Provided text>

● ● ●

RD Sharma Class 12 Exercise 28.2 The Plane Solutions Maths - Download PDF Free Online

# RD Sharma Class 12 Exercise 28.2 The Plane Solutions Maths - Download PDF Free Online

Edited By Lovekush kumar saini | Updated on Jan 25, 2022 11:54 AM IST

RD Sharma books are no less than a math-bible for CBSE students as they are comprehensive and detailed. They serve as the best material for exam preparation as they cover all concepts and provide a wide variety of information. In addition, many schools across the country refer to RD Sharma books to set up question papers. RD Sharma solutions This material is designed specifically to help students reduce their burden for preparation.

## The Plane Excercise: 28.2

The Plane exercise 28.2 question 1

The equation of plane whose intercepts on the co-ordinate axes are $2,-3,4 \; is\; 6x-4y+32=12$
Hint:
The equation of plane whose intercept on the co-ordinate axes are $p,q,r$ respectively given by
$\frac{x}{p}+\frac{y}{q}+\frac{z}{r}=1$
Given:
Intercepts on the co-ordinate axes are $2,-3,4.$
Explanation:
It is given that
Intercepts on the co-ordinate axes are
$2,-3,4.$
So, the equation of required plane is
\begin{aligned} &\frac{x}{2}+\frac{y}{-3}+\frac{z}{4}=1 \\\\ &\frac{6 x-4 y+3 z}{12}=1 \\\\ &\Rightarrow 6 x-4 y+3 z=12 \end{aligned}

### The Plane exercise 28.2 question 2(i)

Intercepts form of the given equation is $\frac{x}{3}+\frac{y}{4}+\frac{z}{-2}=1$ & its intercepts on co-ordinate axes are $3,-4$ & $-2$
Hint:
First divide the given equation by 12 then compare it with $\frac{x}{p}+\frac{y}{q}+\frac{z}{r}=1,$ where $p, q$ & $r$intercepts on co-ordinate axes.
Given:
Given equation is $4x+3y-6z-12=0$
Explanation:
It is given that,
equation of plane is $4x+3y-6z-12=0$ ….....(i)
Divide equation (i) by 12
\begin{aligned} \Rightarrow & \frac{4 x+3 y-6 z-12}{12}=0 \\ \end{aligned}
$\Rightarrow \frac{x}{3}+\frac{y}{4}-\frac{z}{2}=1 \\$
$\Rightarrow \frac{x}{3}+\frac{y}{4}+\frac{z}{(-2)}=1$
This is in the form of $\frac{x}{l}+\frac{y}{m}+\frac{z}{n}=1$
Here, $l=3, m=4, n=-2$

### The Plane exercise 28.2 question 2(ii)

● ● ●

Extracted data>
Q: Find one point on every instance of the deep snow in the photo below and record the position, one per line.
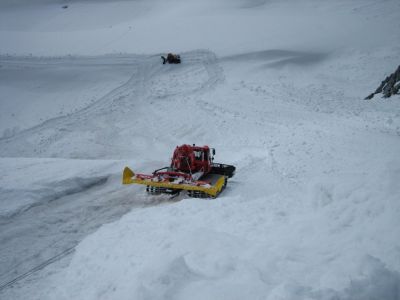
(275, 86)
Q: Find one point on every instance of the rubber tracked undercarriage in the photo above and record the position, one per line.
(192, 169)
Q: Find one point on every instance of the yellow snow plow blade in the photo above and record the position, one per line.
(129, 177)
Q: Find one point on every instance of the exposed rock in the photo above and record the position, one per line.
(390, 86)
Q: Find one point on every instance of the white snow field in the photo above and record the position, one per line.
(277, 87)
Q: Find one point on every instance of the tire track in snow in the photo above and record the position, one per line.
(96, 125)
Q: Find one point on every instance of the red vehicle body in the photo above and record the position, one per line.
(192, 168)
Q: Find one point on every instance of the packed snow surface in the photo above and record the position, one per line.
(275, 86)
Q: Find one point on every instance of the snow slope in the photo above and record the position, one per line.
(275, 86)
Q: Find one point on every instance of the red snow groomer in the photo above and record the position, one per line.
(192, 169)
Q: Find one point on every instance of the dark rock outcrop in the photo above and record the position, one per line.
(390, 86)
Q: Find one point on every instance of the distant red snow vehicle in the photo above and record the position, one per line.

● ● ●

Tasks>
**a)** In the RD Sharma plane solutions page, what number is the equation in question 2(i) divided by?
**b)** Go on with the RD Sharma plane solutions page, starting right after its last line.

Replies>
**a)** 12

**b)**
Intercepts form of the given equation is $\frac{x}{3}+\frac{y}{4}+\frac{z}{-6}=1$ & its intercepts on co-ordinate axes are $3,2$ & $-6$
Hint:
First divide the given equation by 6 then compare it with $\frac{x}{a}+\frac{y}{b}+\frac{z}{c}=1,$ where $a, b$ & $c$ intercepts on co-ordinate axes.
Given:
Equation of plane is $2x+3y-z=6$ ...........(i)
Explanation:
Divide equation (i) by 6
\begin{aligned} &\Rightarrow \frac{2 x+3 y-z}{6}=\frac{6}{6} \\\\ &\Rightarrow \frac{x}{3}+\frac{y}{2}-\frac{z}{6}=1 \end{aligned}
Compare above equation with $\frac{x}{a}+\frac{y}{b}+\frac{z}{c}=1$
Here, $a=3, b=2$ & $c=-6$
Thus, intercepts form is
$\frac{x}{3}+\frac{y}{2}+\frac{z}{(-6)}=1$
& intercepts on co-ordinate axes are $3,2$ & $-6$

The Plane exercise 28.2 question 2(iii)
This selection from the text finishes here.